--- EXERCISE BRIEF ---
Write out the data that follows exactly, keeping every picture out.

--- EXERCISE MATERIALS ---
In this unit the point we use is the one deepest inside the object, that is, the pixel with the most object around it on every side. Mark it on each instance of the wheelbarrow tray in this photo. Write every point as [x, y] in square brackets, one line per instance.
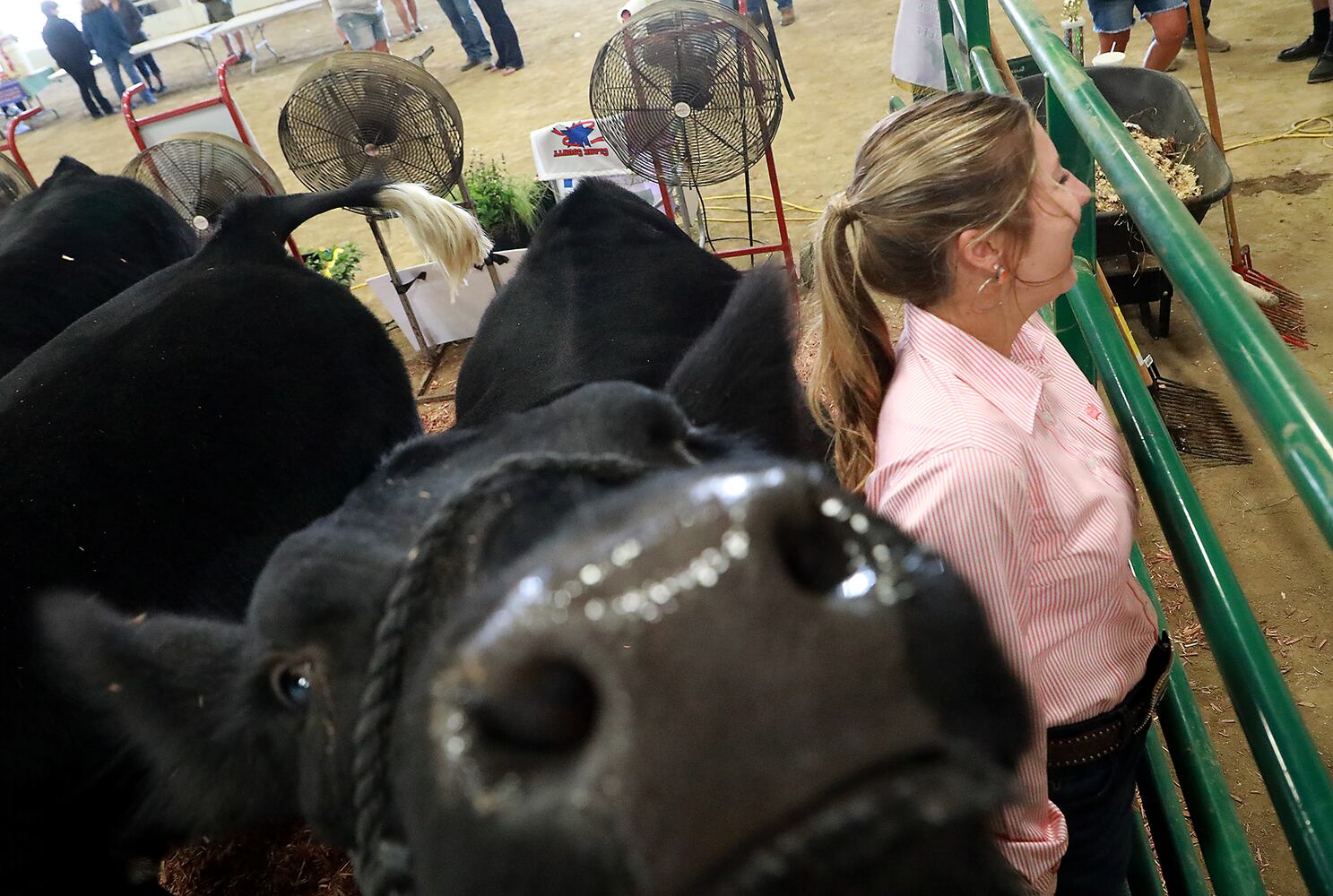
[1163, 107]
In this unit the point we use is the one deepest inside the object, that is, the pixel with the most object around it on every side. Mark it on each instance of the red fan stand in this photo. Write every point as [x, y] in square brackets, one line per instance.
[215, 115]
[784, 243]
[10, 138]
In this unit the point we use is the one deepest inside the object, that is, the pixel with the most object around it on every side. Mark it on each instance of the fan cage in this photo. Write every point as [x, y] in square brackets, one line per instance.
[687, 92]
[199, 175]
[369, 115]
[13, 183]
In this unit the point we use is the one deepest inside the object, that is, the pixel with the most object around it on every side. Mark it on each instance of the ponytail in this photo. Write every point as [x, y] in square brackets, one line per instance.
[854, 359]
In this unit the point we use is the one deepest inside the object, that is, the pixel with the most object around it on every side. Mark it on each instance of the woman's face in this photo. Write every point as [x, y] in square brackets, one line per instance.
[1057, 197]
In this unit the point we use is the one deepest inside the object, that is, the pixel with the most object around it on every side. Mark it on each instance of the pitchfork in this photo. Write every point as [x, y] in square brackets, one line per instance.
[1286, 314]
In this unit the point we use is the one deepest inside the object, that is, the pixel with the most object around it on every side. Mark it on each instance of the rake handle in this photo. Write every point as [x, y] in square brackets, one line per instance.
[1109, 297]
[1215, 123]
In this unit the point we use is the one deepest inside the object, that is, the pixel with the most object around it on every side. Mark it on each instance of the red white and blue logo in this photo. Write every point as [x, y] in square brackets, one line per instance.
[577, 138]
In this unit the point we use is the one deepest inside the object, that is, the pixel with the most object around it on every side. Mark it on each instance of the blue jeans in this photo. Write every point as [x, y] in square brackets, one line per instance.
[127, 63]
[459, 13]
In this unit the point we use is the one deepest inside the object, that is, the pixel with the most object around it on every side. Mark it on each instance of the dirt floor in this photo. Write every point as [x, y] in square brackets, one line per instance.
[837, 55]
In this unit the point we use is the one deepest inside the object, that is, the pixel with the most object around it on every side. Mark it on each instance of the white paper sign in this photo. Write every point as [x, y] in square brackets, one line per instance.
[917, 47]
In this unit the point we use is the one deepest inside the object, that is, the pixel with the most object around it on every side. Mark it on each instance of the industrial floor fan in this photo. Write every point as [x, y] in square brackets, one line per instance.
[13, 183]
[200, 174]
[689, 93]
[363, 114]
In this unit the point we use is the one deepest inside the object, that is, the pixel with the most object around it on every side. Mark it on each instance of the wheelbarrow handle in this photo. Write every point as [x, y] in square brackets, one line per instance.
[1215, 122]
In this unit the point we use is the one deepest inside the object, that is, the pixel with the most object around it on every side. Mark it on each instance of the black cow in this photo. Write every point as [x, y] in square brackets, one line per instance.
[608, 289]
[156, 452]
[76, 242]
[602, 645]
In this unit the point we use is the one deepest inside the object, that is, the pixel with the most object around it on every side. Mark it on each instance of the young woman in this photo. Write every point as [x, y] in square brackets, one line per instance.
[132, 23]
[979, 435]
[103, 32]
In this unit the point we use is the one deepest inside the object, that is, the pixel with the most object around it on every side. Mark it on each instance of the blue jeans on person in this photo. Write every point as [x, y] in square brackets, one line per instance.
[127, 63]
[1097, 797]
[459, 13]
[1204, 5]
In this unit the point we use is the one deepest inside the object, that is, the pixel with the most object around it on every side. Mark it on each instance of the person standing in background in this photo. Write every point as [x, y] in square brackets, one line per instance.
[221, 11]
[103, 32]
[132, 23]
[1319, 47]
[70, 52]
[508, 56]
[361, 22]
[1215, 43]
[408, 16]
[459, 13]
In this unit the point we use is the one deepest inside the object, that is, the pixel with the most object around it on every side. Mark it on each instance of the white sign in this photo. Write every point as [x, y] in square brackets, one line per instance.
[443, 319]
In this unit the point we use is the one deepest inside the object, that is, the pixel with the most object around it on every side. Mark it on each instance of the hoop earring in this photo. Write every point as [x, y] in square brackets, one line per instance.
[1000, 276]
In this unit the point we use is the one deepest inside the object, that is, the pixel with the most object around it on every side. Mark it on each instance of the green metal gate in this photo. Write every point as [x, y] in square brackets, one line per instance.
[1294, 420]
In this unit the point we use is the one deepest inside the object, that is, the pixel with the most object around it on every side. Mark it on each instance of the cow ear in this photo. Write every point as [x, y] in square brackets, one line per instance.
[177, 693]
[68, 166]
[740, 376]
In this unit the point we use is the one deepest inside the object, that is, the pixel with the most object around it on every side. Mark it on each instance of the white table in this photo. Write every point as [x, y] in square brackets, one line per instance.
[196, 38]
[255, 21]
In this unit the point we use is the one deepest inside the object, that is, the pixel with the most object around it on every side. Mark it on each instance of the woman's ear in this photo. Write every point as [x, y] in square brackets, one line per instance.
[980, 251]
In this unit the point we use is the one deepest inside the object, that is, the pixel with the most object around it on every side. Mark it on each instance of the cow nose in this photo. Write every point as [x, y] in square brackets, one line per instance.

--- EXERCISE ANSWER ---
In this unit the point we use is the one deepest inside the object, that is, the pixel with the most object around it on every side. Mark it on each instance of the wheelbarrow tray in this photo. Write every point as [x, y] in square brackets, one line per instance.
[1163, 107]
In this unit the point we use is the one deepest inside the object, that is, the pixel with the most object around it on every side. Mark it on each instance of the red fan stand in this photo. Write every point as [x, y] in square brackets, one line per instance.
[215, 115]
[784, 243]
[10, 138]
In this unit the point we use is the one deepest inside the object, that is, the pixel with the most object around it on every side. Mark it on each instance of the fan cage in this photo. Write every point as [x, y] in square brackets, one line per instance.
[687, 92]
[199, 175]
[369, 115]
[13, 183]
In this unit the point we use is the one deepest inside the object, that is, the pixel with the most object around it on every side. Mark it on each instance of the ponytail in this photo. Write every point as [x, y] in square brackets, one line per instance.
[854, 359]
In this unit the point we use is the one deepest inside the object, that is, the pixel with the most object around it on every side. Mark it on each instance of the woman's face in this photo. Write every point as [x, y] in square brackets, one line per instance.
[1057, 197]
In this unit the point we use is the one deepest inside the object, that is, the pixel with the most object around it on every side. Mark it on each instance of the pitchfork in this photo. Write every point as [x, y] in square brackets, one line per instance.
[1286, 314]
In this unit the point we use is the one deepest inside the object, that is, the pixel with the most object around it on every side. Mark it on each instance of the rake handle in this photo. Write every point as [x, y] in square brackets, one line per instance.
[1109, 297]
[1215, 123]
In this unit the point we use is the one deepest inside the object, that is, the pixel with the most object around it on every side. Mark it on each instance of the red white and blue logo in this photo. Write every point as [x, y] in square brackets, one line per instance.
[577, 138]
In this unit the point we use is the one deepest inside the object, that is, the pixel with the most object around it on every side. Mark it on each instance of the blue jeans in this photo. Write every point as [x, y] in square brackets, one line per instance.
[127, 63]
[459, 13]
In this unit the point we use is the one deepest inside the object, that is, the pixel with the most object around it on every side. Mark it on each instance of the dirt floor in this photo. Write every point as [x, y] in square brackets, one line per instance.
[837, 55]
In this unit the point we use is the one deepest inside the object, that is, the pixel with the most object around it on every side. Mark it on each instance of the white paper sign in this photo. Write every point as [x, y] in square brackets, one line per instance.
[917, 47]
In this unit the point we use is the one deepest inside the object, that is, the pixel with the most object around it on every side. Mark it on each instance of the industrial floor fan in this photo. Write every point as [x, y] in square brackets, one line per instance.
[13, 183]
[200, 174]
[689, 93]
[363, 114]
In this unit the point we use is the one deepest inside the object, that is, the pixel with the most object around it on every side. Mark it on each instance of the wheelbarrow handle in this photo. Write every point as [x, y] in square brackets, one line per instance.
[1215, 122]
In this unit the point we use is the one deepest inside the object, that is, the pixel with the most object around it on every side. Mark it on each instance of the black cow in this photo. Write every point as [x, y] in square brackets, one line per instance.
[608, 289]
[156, 452]
[76, 242]
[602, 645]
In this unit the point we use is the one deepest inside the object, that is, the pixel with the most object around it on every side. Mark it on each instance of the young woman in this photo. Write every point as [x, y] in square brackets, one line per instance.
[132, 23]
[979, 435]
[103, 32]
In this unit the point we use is the one deepest inside the object, that is, the pixel with the most object around it on every side. Mark it on each instance of the blue jeans on person in this photo. Write every point as [x, y] in square brackets, one line per instance.
[127, 63]
[1097, 797]
[459, 13]
[1204, 5]
In this unit the point we use is the one deepest inside the object, that is, the pixel with the most object around it on every side. Mark it on each instance of the person standing in background in this photo. Write every point as [x, y] in square brackets, one line per instance.
[221, 11]
[103, 32]
[132, 23]
[1319, 47]
[70, 52]
[508, 56]
[361, 22]
[1215, 43]
[408, 16]
[459, 13]
In this unit the point we use is the one deepest inside the object, that is, the pixel with the most object around it on every side. Mark it on each instance of the white sign in this photo. Write every point as [x, y] in square brackets, one line per instance.
[443, 319]
In this unit the point we use is the one deepest inside the object, that is, the pixel with the most object around it on every side. Mark it on each instance of the hoop earring in this photo. Write every point as [x, y] in square brackets, one line per instance.
[1000, 276]
In this unit the point we use is the one deepest inside the object, that is, the pixel with the most object around it on every side. Mark it on each instance of the green metal gate in this photo. Write every point as [x, y] in square brackets, one line per instance.
[1294, 420]
In this unit the point we use is the one deepest inside the object, that is, the pixel with the most object around it on every side. Mark it on each instance of the cow ear in this photo. Write every point as [x, y] in square brackets, one line per instance.
[177, 693]
[68, 166]
[740, 376]
In this unit the point we use is the one deepest inside the object, that is, the pixel with the most object around it on every side. Mark it on each instance of the white table in this photo. Write every point as [x, y] in square brackets, one line per instance.
[196, 38]
[255, 21]
In this unit the point we use is the one deepest inside the object, that is, the pixel with the most object around it on every side. Mark it on each instance of the woman's ear in this photo. Write every point as [x, y] in square brackets, one line per instance.
[980, 251]
In this unit the point we use is the one deepest inside the object, that is, the pixel with the most object around it on every side. Mark it on each instance of the cow nose in this photo. Write every point as [x, y] in square brackets, one line per instance.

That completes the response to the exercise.